## Given request
Copy out every line of the items below, requests included, and raise each x and y coordinate in the answer points by 143. Leave the numbers in the requests and their sample layouts unchanged.

## Source material
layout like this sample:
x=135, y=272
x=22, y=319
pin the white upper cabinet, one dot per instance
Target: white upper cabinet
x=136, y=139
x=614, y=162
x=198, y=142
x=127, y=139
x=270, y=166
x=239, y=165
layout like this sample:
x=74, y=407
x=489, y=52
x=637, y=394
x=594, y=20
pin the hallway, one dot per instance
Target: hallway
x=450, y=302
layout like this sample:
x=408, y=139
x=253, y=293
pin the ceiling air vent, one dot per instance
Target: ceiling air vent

## Correct response
layout like this sample:
x=135, y=272
x=22, y=319
pin the white upper cabinet, one dot per instance
Target: white upper cabinet
x=279, y=282
x=757, y=305
x=341, y=285
x=270, y=282
x=413, y=309
x=382, y=308
layout like this sample:
x=74, y=407
x=489, y=52
x=637, y=394
x=594, y=20
pin the hallway, one dot per instance
Target: hallway
x=593, y=445
layout like this sample:
x=408, y=139
x=253, y=293
pin the ceiling air vent, one dot per instance
Target: ceiling air vent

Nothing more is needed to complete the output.